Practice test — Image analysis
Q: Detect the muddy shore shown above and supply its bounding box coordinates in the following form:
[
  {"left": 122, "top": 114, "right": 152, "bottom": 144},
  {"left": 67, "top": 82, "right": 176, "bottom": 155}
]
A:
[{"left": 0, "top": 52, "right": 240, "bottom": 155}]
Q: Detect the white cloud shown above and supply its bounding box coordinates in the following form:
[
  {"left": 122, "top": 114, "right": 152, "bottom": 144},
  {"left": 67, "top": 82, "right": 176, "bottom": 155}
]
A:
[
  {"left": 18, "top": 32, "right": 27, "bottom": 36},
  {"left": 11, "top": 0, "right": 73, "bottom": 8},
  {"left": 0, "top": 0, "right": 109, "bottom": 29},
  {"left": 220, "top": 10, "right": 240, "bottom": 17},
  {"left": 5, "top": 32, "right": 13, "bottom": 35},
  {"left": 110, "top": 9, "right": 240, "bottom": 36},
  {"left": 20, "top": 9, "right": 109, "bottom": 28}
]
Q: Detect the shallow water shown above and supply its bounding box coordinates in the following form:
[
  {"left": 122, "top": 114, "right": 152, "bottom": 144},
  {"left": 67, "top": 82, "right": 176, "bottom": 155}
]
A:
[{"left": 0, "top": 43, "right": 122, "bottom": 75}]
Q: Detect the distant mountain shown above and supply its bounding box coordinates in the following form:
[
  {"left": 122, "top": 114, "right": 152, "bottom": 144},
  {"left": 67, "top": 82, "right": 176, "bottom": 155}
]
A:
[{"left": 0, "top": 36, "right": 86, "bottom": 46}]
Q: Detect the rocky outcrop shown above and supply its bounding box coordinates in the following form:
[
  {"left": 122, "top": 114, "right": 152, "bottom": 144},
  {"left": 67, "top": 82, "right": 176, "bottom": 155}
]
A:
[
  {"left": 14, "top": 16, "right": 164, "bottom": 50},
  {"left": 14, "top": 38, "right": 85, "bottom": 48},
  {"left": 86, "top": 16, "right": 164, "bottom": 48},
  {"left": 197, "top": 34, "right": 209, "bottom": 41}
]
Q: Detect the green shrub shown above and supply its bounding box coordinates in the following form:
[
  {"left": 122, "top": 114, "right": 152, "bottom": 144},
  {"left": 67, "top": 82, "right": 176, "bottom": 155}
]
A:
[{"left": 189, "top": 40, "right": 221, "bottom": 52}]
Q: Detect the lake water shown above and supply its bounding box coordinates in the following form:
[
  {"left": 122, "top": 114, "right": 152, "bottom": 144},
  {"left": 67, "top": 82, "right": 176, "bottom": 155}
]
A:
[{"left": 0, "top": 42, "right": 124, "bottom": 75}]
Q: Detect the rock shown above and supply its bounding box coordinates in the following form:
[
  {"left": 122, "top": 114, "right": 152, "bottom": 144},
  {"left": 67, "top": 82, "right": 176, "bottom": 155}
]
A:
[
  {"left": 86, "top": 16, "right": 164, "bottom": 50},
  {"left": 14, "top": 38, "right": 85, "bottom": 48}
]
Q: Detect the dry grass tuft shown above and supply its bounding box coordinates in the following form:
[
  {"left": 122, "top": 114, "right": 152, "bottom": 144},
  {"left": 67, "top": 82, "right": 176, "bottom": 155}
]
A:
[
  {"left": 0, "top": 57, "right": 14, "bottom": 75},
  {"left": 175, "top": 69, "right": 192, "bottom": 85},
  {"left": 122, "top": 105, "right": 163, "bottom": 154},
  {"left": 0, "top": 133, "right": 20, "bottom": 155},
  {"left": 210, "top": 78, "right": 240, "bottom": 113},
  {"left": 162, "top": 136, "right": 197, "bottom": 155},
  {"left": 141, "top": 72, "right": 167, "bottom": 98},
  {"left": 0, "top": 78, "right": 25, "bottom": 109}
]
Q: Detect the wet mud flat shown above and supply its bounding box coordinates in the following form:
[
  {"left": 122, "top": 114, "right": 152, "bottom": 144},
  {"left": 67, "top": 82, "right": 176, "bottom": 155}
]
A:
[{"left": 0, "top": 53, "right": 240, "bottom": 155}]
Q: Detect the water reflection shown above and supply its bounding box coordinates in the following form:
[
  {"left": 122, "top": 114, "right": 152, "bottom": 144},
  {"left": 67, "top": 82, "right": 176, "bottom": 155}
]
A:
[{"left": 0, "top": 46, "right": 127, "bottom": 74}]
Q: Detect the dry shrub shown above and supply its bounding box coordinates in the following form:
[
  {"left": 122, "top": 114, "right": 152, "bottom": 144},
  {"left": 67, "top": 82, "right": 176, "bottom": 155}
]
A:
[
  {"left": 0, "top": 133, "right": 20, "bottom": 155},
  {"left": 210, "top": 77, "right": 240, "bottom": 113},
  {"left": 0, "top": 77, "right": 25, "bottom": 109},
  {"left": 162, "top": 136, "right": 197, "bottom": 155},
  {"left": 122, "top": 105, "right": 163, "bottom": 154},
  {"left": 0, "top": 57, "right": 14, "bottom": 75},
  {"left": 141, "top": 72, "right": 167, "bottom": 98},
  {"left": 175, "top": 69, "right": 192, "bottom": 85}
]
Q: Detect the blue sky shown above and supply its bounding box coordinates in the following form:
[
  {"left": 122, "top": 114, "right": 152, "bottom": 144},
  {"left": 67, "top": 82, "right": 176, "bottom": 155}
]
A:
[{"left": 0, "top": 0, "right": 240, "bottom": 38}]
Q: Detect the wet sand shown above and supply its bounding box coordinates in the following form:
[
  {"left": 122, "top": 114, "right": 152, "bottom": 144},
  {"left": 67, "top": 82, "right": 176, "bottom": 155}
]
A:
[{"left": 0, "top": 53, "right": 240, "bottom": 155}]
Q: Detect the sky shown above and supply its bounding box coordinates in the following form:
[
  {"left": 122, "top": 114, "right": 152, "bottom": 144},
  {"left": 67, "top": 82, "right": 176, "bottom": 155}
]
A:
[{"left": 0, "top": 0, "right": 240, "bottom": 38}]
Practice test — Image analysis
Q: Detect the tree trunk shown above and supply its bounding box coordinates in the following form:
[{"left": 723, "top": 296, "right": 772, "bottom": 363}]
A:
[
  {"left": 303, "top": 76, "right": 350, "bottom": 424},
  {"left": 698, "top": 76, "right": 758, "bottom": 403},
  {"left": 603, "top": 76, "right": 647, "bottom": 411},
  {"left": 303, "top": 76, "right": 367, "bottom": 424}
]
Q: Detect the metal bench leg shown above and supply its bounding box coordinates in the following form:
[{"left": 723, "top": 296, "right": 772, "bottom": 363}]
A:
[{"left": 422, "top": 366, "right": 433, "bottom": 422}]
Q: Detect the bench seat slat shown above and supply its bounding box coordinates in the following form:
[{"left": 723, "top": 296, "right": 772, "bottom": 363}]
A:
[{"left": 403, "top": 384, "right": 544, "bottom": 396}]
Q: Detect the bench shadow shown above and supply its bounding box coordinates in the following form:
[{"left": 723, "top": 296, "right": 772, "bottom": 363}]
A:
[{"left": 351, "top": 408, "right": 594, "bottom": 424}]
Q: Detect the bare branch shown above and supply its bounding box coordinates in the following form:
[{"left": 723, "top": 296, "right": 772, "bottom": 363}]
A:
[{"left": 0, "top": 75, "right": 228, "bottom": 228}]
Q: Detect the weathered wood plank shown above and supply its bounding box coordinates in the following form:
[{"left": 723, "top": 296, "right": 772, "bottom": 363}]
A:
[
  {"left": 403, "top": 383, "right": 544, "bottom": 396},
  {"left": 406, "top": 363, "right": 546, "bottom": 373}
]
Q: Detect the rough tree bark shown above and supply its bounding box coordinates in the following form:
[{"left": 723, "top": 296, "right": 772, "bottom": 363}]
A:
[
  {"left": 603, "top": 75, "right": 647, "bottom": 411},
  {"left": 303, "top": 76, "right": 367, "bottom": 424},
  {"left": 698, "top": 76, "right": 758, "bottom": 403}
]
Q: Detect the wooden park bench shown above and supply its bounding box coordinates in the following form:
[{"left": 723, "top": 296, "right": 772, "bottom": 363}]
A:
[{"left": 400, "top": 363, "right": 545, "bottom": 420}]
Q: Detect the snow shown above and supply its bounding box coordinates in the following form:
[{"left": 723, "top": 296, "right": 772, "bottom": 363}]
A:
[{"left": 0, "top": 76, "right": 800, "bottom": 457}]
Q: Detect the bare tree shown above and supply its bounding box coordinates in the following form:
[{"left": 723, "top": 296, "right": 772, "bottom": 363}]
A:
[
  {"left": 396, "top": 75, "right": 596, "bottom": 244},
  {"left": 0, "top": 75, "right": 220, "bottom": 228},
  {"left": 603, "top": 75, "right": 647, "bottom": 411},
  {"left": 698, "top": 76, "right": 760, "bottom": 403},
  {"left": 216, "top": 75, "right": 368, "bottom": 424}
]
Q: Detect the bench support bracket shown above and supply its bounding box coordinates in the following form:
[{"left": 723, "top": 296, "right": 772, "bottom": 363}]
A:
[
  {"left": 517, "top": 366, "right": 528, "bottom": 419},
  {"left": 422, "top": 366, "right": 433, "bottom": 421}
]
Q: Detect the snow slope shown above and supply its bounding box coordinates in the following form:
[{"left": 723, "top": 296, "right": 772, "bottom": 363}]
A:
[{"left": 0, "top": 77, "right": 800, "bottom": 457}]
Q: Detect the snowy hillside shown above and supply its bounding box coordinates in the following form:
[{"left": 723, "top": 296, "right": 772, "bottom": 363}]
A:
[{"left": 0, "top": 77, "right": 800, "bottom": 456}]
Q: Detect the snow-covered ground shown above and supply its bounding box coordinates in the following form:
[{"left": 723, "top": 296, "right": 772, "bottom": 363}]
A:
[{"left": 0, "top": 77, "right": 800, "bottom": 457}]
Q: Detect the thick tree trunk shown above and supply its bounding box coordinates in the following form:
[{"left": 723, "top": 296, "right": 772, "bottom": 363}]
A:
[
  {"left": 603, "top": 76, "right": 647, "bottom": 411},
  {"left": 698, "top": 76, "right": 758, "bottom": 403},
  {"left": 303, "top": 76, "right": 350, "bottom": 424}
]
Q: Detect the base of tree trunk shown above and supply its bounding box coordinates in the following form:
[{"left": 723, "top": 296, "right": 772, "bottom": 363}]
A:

REQUIREMENT — From the line that contains "Q: Detect the bench support" down to the last line of the listing above, repeat each line exactly, and include nothing else.

COMPLETE ANSWER —
Q: Detect the bench support bracket shown above and supply its bounding box coordinates in the following form:
[{"left": 723, "top": 296, "right": 772, "bottom": 363}]
A:
[
  {"left": 517, "top": 366, "right": 528, "bottom": 419},
  {"left": 422, "top": 366, "right": 433, "bottom": 421}
]
Q: Detect the snow slope shown above and supply its bounding box coordinates in the following form:
[{"left": 723, "top": 296, "right": 772, "bottom": 363}]
A:
[{"left": 0, "top": 77, "right": 800, "bottom": 457}]
Q: Detect the snowy hillside shown above and supply its bounding box coordinates in the following form:
[{"left": 723, "top": 296, "right": 772, "bottom": 363}]
A:
[{"left": 0, "top": 77, "right": 800, "bottom": 456}]
Q: Detect the snow-covered ground shown above and supply its bounding box coordinates in the following form:
[{"left": 723, "top": 296, "right": 772, "bottom": 363}]
A:
[{"left": 0, "top": 77, "right": 800, "bottom": 457}]
Q: Detect the thick tree trunk shown above and supply its bounding box coordinates in the following form:
[{"left": 723, "top": 296, "right": 772, "bottom": 363}]
A:
[
  {"left": 603, "top": 76, "right": 647, "bottom": 411},
  {"left": 698, "top": 76, "right": 758, "bottom": 403},
  {"left": 303, "top": 76, "right": 350, "bottom": 424}
]
Q: Detect the base of tree trunk shown above and supply its bounding box coordinates in the following form:
[{"left": 723, "top": 296, "right": 772, "bottom": 363}]
A:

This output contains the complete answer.